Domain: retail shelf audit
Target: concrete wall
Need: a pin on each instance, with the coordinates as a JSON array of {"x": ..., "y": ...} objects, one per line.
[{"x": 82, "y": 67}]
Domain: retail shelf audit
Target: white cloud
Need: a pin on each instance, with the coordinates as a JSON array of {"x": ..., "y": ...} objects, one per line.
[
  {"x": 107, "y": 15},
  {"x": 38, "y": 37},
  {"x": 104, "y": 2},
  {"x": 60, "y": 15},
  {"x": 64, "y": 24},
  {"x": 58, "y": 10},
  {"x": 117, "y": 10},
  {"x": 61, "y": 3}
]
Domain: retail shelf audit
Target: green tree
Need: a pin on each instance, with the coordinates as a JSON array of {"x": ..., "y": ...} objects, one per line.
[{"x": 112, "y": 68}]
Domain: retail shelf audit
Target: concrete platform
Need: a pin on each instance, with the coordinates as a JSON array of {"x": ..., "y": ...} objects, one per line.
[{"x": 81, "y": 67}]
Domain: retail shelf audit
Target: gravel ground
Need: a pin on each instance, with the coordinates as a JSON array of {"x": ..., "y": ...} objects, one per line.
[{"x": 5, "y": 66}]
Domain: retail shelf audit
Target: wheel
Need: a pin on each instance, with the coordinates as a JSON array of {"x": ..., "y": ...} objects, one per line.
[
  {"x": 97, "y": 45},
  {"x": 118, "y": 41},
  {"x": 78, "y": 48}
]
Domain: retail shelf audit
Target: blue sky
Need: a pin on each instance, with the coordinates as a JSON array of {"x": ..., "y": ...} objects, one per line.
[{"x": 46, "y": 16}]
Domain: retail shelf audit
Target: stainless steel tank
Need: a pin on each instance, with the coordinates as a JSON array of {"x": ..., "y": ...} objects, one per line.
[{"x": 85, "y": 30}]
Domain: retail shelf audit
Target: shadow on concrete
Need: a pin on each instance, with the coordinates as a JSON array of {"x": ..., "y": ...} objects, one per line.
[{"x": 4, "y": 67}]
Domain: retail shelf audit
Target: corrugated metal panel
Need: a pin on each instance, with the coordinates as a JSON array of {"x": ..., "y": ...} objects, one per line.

→ Given exercise
Return all of the data above line for line, without changing anything.

→ Answer in full
Domain: retail shelf audit
Target: concrete wall
Need: a pin on each instance, with the coordinates as a JSON array of {"x": ..., "y": ...} objects, one per line.
[{"x": 82, "y": 67}]
Domain: retail shelf audit
Target: white cloud
Need: a pin on each instance, with the coordinates as a JSON array of {"x": ..., "y": ...} objects, one per line.
[
  {"x": 107, "y": 15},
  {"x": 38, "y": 37},
  {"x": 104, "y": 2},
  {"x": 60, "y": 15},
  {"x": 64, "y": 24},
  {"x": 58, "y": 10},
  {"x": 117, "y": 10},
  {"x": 61, "y": 3}
]
Domain: retail shelf audit
Target: green tree
Need: a pin on each instance, with the coordinates as a JSON array of {"x": ..., "y": ...} objects, one per line.
[{"x": 112, "y": 68}]
Domain: retail shelf audit
Target: concrete platform
Need: a pin on each instance, with the coordinates as a JSON array of {"x": ..., "y": ...} objects, one per line.
[{"x": 81, "y": 67}]
Domain: retail shelf audit
Target: gravel ground
Need: a pin on each instance, with the coordinates as a JSON array of {"x": ..., "y": ...} objects, one per line.
[{"x": 5, "y": 66}]
Domain: retail shelf audit
Target: wheel
Need: a pin on each instance, with the coordinates as a JSON array of {"x": ..., "y": ...} objects, one per line.
[
  {"x": 97, "y": 45},
  {"x": 118, "y": 41},
  {"x": 78, "y": 48}
]
Domain: retail shelf audit
Target: blue sky
Need: a pin on each instance, with the coordinates as a JSON array of {"x": ..., "y": ...} objects, one per line.
[{"x": 46, "y": 16}]
Domain: retail shelf audit
Target: stainless steel tank
Need: a pin on each instance, with the coordinates as a JSON array of {"x": ..., "y": ...} objects, one per line.
[{"x": 85, "y": 30}]
Domain: retail shelf audit
Target: shadow on concrete
Need: a pin on each instance, with the coordinates as a JSON array of {"x": ..., "y": ...} objects, one per line.
[{"x": 4, "y": 67}]
Domain: retail shelf audit
Target: corrugated metal panel
Need: a pin on each instance, with the coordinates as a JSON array of {"x": ..., "y": ...} objects, one per line.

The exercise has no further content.